## Extract
--- Start ---

AnalogJ commented 5 months ago

strange, the host.id is set in a common file: https://github.com/AnalogJ/scrutiny/blob/240178d742a5fe84b5b61952897a855f9425b790/collector/pkg/detect/detect.go#L126

It's executed the same way irrespective of the operating system or architecture. The only thing I can think of is that the ' quote is confusing it somehow? Can you try with a simpler host name?

phirestalker commented 5 months ago

I tried with just Mac Mini and it still didn't use it. I have a collector running on another mac (Intel) that works fine with an apostrophe.

AnalogJ commented 5 months ago

This might be a stupid question, but are you 100% sure it's reading the config file? It's optional and the collector will happily run without it.

phirestalker commented 5 months ago

Not stupid. I thought that too at first, but it is hitting the API that is configured later in that config file. I am trying it now with single quotes like the rest of the file has to see what happens.

EDIT: Ugh, still not working

AnalogJ commented 5 months ago

Hmm, so yaml is also white space sensitive. Any chance there's a space before "host", or the id key is misaligned?

phirestalker commented 5 months ago

no spaces before host and there are 2 spaces before id. What is the best way to share it so it preserves any formatting mistakes in my file? Do I need to share the file or will copy/paste work?

AnalogJ commented 5 months ago

Doh, I just remembered that debug mode should print the config options.

Just add a "--debug" flag when you run the collector

phirestalker commented 5 months ago

here is the top part that shows the config settings loaded.

2024/01/23 14:41:20 Loading configuration file: /opt/scrutiny/config/collector.yaml
DEBU[0000] {
    "api": {
        "endpoint": "http://192.168.133.138:8080"
    },
    "commands": {
        "metrics_info_args": "--info --json",
        "metrics_scan_args": "--scan --json",
        "metrics_smart_args": "--xall --json",
        "metrics_smartctl_bin": "/opt/homebrew/bin/smartctl"
    },
    "devices": [
        {
            "device": "/dev/disk0",
            "type": "auto"
        },
        {
            "device": "/dev/disk3",
            "ignore": true
        }
    ],
    "host": {
        "id": "My Mac Mini"
    },
    "log": {
        "file": "",
        "level": "DEBUG"
    },
    "version": 1
}<nil>  type=metrics

EDIT: forgot to mention before. I have 3 other systems that also use the same scrutiny web endpoint (In case there is some limit)

AnalogJ commented 5 months ago

this is super strange. That all looks correct, and the host_id should be updated on the scrutiny side on every run

Are you seeing your devices in the Web UI? is the collection date being updated? Last Updated on January 22, 2024 - 16:00 etc?

--- End ---

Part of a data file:
--- Start ---

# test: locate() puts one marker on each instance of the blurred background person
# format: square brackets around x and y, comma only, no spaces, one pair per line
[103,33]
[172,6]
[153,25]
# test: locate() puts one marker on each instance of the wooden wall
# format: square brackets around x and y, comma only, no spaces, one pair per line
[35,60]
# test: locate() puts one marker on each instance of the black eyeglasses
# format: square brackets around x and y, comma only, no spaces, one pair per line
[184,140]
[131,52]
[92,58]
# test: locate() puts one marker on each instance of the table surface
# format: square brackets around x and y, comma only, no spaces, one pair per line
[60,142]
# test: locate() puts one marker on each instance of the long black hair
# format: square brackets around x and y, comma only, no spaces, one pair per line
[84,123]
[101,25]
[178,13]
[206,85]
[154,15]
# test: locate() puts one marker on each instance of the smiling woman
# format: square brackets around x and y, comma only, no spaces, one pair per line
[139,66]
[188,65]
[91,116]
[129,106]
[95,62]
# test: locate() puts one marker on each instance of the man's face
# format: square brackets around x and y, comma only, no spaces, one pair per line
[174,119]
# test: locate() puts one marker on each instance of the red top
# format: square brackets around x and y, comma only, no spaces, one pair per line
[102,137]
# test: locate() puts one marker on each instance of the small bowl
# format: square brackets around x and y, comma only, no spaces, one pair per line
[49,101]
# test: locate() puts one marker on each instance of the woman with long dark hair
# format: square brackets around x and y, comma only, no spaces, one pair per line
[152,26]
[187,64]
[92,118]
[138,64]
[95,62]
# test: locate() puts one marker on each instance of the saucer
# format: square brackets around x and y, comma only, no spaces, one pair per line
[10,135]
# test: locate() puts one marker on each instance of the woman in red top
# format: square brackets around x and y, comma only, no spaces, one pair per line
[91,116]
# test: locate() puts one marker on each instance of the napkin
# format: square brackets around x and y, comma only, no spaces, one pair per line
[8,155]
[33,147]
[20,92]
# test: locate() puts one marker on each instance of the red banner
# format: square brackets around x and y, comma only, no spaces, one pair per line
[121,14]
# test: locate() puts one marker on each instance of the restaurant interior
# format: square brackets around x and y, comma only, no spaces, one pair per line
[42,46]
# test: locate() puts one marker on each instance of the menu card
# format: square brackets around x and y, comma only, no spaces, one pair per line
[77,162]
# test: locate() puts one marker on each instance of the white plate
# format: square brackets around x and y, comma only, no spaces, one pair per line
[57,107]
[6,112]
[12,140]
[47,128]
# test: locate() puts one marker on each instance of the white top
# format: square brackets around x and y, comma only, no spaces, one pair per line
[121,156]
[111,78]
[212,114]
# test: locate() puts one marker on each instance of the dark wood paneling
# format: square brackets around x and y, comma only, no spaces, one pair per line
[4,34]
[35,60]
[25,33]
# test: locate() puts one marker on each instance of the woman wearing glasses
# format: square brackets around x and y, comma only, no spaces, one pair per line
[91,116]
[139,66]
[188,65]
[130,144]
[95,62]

--- End ---

## Exercise tasks
• a. Rework the thread starting at the words "strange, the host.id" and ending after "with an apostrophe.", putting "quote mark" in place of "apostrophe".
• b. In the thread, how many other systems does phirestalker say use the same scrutiny web endpoint?
• c. Write the next part of the scrutiny collector thread, picking up after its final comment.

## Answers to the tasks
• a.
strange, the host.id is set in a common file: https://github.com/AnalogJ/scrutiny/blob/240178d742a5fe84b5b61952897a855f9425b790/collector/pkg/detect/detect.go#L126

It's executed the same way irrespective of the operating system or architecture. The only thing I can think of is that the ' quote is confusing it somehow? Can you try with a simpler host name?

phirestalker commented 5 months ago

I tried with just Mac Mini and it still didn't use it. I have a collector running on another mac (Intel) that works fine with an quote mark.

• b. Three.

• c.
AnalogJ commented 5 months ago

forgot to mention before. I have 3 other systems that also use the same scrutiny web endpoint (In case there is some limit)

nope, no limit like that.

phirestalker commented 5 months ago

Are you seeing your devices in the Web UI? is the collection date being updated? Last Updated on January 22, 2024 - 16:00 etc?

Yep, on both counts. It just shows the one device (the wrong one) with no host label. It is the one on top of the screenshot attached to the first post.

AnalogJ commented 5 months ago

Alright, lets try to confirm this isn't a bug in the frontend code. Open up the Scrutiny webui and replace the url path with

https://SCRUTINY_HOSTNAME_OR_IP/api/summary

Then look though the json until you find your disk. Then look for the host_id key for the disk.

phirestalker commented 5 months ago

That one seems to just constantly load. It is capitalizing API after I hit enter.

AnalogJ commented 5 months ago

wait, thats not loading?

From your config file, it should be: http://192.168.133.138:8080/api/summary

phirestalker commented 5 months ago

D'oh! I usually access the web interface through my reverse proxy.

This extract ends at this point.